Problem to solve: Reproduce the listing word for word, from the line with "mark the torii right" through its last line.

Listing:
####################
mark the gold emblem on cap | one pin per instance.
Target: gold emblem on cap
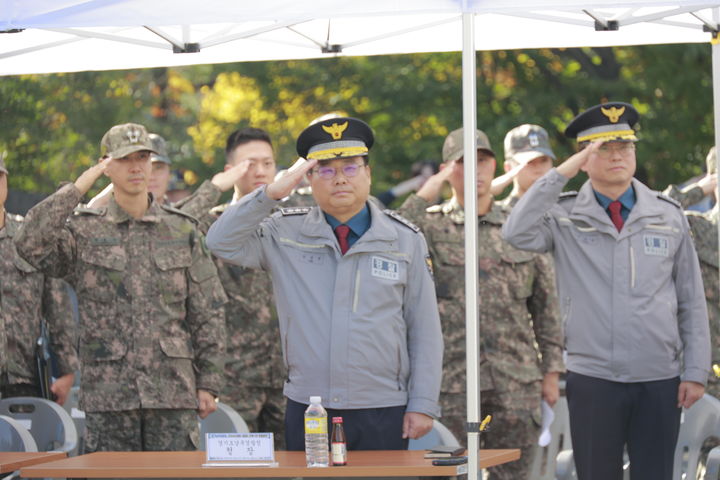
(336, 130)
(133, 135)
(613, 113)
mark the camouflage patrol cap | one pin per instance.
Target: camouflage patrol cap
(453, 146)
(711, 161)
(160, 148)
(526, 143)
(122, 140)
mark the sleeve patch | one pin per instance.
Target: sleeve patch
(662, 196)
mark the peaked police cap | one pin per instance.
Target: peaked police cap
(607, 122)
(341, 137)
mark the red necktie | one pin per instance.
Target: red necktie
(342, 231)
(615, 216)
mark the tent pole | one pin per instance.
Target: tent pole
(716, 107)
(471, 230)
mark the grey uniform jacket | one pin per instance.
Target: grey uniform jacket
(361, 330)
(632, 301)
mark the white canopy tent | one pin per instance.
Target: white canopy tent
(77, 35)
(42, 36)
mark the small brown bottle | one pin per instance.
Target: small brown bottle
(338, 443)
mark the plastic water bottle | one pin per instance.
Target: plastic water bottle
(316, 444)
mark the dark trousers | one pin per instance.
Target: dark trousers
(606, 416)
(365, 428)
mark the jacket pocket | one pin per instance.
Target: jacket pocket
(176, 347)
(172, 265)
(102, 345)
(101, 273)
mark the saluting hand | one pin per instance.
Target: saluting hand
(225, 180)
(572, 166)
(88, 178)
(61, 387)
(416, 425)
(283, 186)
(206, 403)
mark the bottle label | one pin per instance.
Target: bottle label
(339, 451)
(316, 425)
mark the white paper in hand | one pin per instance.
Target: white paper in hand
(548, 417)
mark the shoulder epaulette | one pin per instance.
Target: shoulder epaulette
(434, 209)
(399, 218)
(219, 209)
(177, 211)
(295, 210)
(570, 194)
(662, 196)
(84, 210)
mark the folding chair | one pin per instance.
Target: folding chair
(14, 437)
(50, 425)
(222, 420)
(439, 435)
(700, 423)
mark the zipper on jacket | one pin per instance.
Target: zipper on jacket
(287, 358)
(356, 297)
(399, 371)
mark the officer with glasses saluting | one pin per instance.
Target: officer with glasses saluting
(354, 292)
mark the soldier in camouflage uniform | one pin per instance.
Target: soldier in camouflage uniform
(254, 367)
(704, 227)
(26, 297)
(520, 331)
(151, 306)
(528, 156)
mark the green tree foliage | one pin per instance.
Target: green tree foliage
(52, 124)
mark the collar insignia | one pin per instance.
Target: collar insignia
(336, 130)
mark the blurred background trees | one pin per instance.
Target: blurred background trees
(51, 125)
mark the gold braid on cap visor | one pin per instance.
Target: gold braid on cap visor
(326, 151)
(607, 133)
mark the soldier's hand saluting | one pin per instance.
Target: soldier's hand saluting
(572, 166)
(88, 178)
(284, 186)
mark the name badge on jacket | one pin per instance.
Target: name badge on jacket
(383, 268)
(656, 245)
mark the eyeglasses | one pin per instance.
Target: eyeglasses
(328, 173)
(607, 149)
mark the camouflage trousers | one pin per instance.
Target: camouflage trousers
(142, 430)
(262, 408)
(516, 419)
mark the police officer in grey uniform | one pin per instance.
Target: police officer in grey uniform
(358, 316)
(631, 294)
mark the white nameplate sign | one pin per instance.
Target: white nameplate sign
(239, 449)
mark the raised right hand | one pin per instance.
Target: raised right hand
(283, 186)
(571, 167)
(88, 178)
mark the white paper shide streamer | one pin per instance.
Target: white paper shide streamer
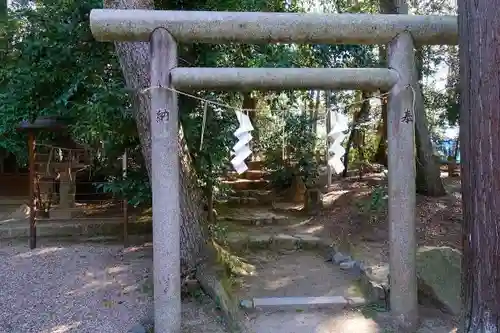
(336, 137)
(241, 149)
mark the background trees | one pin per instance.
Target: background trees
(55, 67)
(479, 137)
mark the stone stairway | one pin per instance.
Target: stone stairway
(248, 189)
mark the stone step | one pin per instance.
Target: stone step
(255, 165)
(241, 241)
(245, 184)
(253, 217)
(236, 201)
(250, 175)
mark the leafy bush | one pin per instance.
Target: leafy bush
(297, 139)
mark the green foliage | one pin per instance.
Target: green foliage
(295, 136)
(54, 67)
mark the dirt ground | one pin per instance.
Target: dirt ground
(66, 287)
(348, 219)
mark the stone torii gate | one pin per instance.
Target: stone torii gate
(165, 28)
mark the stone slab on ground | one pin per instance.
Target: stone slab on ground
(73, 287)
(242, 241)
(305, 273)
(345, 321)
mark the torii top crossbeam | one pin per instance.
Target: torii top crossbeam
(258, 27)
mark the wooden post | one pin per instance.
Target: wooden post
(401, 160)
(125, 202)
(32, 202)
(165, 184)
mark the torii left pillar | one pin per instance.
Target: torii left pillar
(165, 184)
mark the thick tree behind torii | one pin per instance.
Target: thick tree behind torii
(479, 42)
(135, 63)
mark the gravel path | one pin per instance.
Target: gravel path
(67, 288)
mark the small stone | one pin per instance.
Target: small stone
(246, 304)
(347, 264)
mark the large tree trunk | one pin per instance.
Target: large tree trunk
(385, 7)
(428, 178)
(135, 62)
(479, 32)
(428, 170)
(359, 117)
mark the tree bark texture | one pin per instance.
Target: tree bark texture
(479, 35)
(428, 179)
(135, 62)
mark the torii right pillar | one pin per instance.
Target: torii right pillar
####################
Solution to the problem:
mark the torii right pillar | one pin per instance.
Target: torii right pillar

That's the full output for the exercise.